== Fragment uit document ==
22
Hoe langer de slang en hoe kouder het
vertrek, hoe groter de kans is dat in de
slang vocht tot water condenseert. U
kunt voorkomen dat het water zich
ergens in de slang verzamelt of mogelijk
zelfs terug in de droger loopt: prik een
gaatje (3 mm) in het laagste punt van de
slang en zet of hang er een bakje onder
(zie figuur punt «B»).
Houd de slang zo kort
mogelijk en met zo
weinig mogelijk
bochten. Een erg
lange slang
beïnvloedt de werking
van de wasdroger
nadelig en geeft kans
op vorming van condenswater binnen de
slang.
Important:
Sluit de afvoerslang niet op een
bestaand kanaal aan.
De luchtverversing moet tenminste 150
m3/h kunnen bedragen.

== Vastgelegde gegevens ==
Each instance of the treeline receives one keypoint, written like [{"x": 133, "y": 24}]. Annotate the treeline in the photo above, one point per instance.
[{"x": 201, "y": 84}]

== Opdracht A ==
Hoeveel moet de luchtverversing volgens de tekst over de afvoerslang van de wasdroger tenminste kunnen bedragen?
== Opdracht B ==
Schrijf een vervolg op de tekst over de afvoerslang van de wasdroger dat direct aansluit op de laatste zin.

== Resultaat A ==
Tenminste 150 m3/h.

== Resultaat B ==
De andere kant van de slang sluit u aan
op een muur- of vensterdoorvoer. Dat
doet u zodanig dat er geen regenwater
in kan lopen; dus overkappen of naar
buiten toe omlaag richten. Beveiligingen
tegen regen- en windinslag in
doorvoeren bestaan meestal uit
beweegbare klepjes of lamelletjes. Ze
kunnen bij sterke wind dichtslaan, of na
verloop van tijd niet meer open gaan
(roest, vuil). Dan hebt u een
afvoerprobleem, let daar dus op. Is het
vertrek op een sterke centrale afzuiging
aangesloten, dan kan die afzuiging
problemen veroorzaken. Is de benodigde
droogtijd veel te lang, schakel de
afzuiging dan uit of sluit het afzuigrooster
af tijdens het in werking zijn van de
droger. Indien de droger tussengebouwd
wordt, overtuigt u zich er dan van dat de
afvoerslang niet geknikt kan raken. Bij
een gedeeltelijk geknikte of beknelde
slang zal de benodigde droogtijd
toenemen en daarmee ook het
energieverbruik. Bij een totaal
geblokkeerde slang schakelt een interne
beveiliging tegen oververhitting het
verwarmproces automatisch uit.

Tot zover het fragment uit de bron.